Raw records
^^^^^^^^^^^^^^^^

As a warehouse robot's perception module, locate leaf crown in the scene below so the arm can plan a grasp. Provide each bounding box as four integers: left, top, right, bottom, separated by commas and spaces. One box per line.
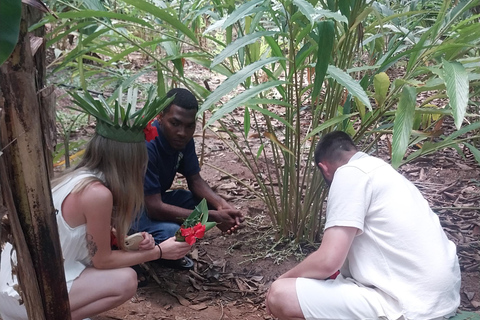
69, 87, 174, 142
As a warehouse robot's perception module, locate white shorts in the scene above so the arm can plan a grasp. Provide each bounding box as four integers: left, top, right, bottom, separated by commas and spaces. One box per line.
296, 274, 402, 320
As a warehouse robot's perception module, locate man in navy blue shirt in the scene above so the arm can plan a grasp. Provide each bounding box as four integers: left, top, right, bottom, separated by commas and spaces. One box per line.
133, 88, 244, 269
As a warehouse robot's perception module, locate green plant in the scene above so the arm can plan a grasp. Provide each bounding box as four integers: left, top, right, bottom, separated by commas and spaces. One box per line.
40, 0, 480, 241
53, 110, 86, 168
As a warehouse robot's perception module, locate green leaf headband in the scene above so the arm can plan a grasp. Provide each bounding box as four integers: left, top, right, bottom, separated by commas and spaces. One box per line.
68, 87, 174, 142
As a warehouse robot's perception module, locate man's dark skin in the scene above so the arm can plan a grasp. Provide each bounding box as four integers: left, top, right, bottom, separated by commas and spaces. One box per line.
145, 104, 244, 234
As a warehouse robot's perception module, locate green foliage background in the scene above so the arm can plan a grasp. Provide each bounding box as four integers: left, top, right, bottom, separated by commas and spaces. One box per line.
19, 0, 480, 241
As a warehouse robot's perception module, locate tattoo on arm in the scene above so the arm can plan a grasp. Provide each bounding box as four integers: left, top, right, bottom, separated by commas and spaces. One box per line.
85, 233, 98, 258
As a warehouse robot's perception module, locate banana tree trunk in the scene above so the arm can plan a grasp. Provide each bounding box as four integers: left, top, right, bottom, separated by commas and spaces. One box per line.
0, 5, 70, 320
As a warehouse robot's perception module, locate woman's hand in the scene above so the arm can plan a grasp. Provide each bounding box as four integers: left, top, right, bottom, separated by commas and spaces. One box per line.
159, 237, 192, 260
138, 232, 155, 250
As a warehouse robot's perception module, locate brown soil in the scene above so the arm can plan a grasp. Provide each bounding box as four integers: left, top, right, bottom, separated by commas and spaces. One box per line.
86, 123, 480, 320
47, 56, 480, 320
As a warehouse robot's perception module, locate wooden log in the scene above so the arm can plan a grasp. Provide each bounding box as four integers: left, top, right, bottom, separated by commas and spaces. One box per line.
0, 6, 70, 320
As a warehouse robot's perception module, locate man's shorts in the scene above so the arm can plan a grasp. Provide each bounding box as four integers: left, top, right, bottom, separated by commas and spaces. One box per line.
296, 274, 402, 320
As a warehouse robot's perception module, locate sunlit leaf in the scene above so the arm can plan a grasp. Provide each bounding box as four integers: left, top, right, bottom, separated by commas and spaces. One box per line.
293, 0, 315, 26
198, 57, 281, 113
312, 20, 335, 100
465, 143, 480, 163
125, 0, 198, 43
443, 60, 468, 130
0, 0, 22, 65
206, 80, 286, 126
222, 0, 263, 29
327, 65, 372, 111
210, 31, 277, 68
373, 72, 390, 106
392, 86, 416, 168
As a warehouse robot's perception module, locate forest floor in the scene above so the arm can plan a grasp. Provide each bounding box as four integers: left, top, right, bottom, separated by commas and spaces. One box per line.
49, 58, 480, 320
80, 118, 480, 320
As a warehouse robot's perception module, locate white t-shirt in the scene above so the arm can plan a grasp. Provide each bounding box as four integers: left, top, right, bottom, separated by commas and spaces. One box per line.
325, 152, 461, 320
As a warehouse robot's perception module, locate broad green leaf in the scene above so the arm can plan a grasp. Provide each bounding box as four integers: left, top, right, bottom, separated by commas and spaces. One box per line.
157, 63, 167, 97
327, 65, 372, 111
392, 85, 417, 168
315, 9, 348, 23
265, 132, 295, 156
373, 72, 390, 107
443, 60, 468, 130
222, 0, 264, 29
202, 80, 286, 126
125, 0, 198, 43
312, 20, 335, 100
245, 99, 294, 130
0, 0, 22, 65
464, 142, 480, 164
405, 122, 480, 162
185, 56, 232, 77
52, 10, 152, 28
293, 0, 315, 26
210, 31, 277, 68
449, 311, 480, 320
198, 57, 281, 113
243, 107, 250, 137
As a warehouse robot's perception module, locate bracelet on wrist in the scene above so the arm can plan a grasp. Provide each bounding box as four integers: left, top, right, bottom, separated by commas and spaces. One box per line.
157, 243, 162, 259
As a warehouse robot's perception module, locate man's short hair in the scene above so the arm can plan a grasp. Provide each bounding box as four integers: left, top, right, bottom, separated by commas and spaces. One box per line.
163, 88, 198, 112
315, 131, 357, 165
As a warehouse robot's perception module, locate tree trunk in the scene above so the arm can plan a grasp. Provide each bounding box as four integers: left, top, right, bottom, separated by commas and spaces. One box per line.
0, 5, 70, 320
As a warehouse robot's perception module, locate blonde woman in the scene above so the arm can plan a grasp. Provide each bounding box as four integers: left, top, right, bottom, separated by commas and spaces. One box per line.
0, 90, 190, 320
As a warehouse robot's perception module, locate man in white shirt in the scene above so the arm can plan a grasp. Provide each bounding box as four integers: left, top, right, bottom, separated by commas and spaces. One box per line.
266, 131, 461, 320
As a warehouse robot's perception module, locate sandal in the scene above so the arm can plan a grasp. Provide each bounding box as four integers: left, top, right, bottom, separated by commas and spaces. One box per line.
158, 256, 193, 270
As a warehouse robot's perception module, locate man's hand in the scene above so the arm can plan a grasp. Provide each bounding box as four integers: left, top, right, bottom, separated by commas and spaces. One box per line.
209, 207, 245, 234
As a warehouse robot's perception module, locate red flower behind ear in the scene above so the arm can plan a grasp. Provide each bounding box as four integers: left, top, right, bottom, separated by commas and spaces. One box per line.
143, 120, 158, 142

^^^^^^^^^^^^^^^^

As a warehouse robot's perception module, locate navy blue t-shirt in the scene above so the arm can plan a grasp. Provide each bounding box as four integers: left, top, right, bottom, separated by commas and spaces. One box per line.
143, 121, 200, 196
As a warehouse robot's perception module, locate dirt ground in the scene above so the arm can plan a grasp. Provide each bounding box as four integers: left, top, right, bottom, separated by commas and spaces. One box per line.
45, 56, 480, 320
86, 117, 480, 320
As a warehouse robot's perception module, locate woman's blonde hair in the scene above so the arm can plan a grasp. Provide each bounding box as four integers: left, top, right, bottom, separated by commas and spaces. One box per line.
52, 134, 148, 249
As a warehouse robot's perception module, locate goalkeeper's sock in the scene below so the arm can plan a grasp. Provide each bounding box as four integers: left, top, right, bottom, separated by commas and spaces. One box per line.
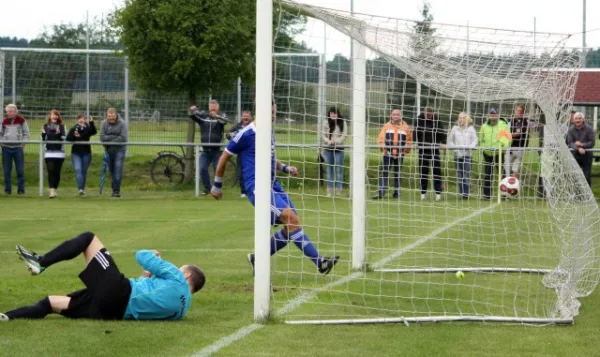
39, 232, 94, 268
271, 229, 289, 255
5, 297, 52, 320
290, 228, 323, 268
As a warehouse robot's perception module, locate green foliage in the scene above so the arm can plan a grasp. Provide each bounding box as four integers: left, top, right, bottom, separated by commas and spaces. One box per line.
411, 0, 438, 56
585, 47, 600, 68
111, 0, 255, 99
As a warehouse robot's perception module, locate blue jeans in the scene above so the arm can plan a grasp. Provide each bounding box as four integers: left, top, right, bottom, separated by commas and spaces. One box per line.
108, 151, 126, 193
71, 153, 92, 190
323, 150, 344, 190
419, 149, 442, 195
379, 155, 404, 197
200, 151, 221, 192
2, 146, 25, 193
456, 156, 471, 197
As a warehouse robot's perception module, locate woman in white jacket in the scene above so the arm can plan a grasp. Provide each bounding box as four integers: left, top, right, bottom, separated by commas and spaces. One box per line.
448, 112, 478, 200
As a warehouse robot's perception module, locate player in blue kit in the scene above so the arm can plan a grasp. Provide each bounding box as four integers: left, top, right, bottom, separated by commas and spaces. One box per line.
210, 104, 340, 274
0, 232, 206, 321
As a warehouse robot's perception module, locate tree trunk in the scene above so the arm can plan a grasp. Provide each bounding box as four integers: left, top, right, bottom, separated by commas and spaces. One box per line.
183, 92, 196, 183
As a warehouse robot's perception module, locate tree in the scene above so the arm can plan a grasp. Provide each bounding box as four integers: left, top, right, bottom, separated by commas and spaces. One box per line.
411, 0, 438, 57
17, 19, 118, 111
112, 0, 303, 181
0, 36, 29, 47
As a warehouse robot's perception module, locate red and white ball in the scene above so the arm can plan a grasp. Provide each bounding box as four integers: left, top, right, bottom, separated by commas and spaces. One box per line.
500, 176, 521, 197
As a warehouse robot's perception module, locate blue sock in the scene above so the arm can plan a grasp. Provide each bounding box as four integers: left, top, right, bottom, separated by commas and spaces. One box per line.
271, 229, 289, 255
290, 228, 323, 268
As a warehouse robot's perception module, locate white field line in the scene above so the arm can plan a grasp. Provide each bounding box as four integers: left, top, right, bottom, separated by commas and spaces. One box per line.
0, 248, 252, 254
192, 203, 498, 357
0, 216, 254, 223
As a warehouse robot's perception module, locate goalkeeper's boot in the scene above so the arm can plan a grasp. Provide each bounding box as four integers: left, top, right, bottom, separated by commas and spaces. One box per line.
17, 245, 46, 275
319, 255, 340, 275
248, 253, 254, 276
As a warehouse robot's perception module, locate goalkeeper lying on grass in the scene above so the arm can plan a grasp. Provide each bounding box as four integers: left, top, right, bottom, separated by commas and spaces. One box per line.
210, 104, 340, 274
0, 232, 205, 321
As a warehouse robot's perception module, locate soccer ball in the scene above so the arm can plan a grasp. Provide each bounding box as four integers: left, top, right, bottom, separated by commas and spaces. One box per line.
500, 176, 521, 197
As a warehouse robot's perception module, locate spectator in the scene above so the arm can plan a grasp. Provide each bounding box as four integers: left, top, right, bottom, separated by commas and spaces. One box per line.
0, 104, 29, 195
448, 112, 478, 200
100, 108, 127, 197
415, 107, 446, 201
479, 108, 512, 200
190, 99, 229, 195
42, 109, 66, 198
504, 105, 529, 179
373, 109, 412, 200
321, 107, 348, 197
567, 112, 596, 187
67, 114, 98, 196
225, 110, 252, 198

^^^^^^^^^^^^^^^^

Problem description
Can you reproduce the material word for word, from the line containing "As a warehouse robot's perception module, locate man in navy" up to and including the line containing "53, 110, 86, 168"?

The response
As a warehouse robot's perception module, locate man in navy blue shirt in the scene above so the arm can plan a grasp. Provide each bounding box as four integers: left, top, right, bottom, separated by commas and spaces. One box per line.
133, 88, 244, 269
As a warehouse robot's perception module, locate green plant in the scene above so the arm can plan a grasp. Provide each bounding box as four integers: left, top, right, bottom, separated by commas and spaces. One box per line.
40, 0, 480, 241
53, 110, 86, 168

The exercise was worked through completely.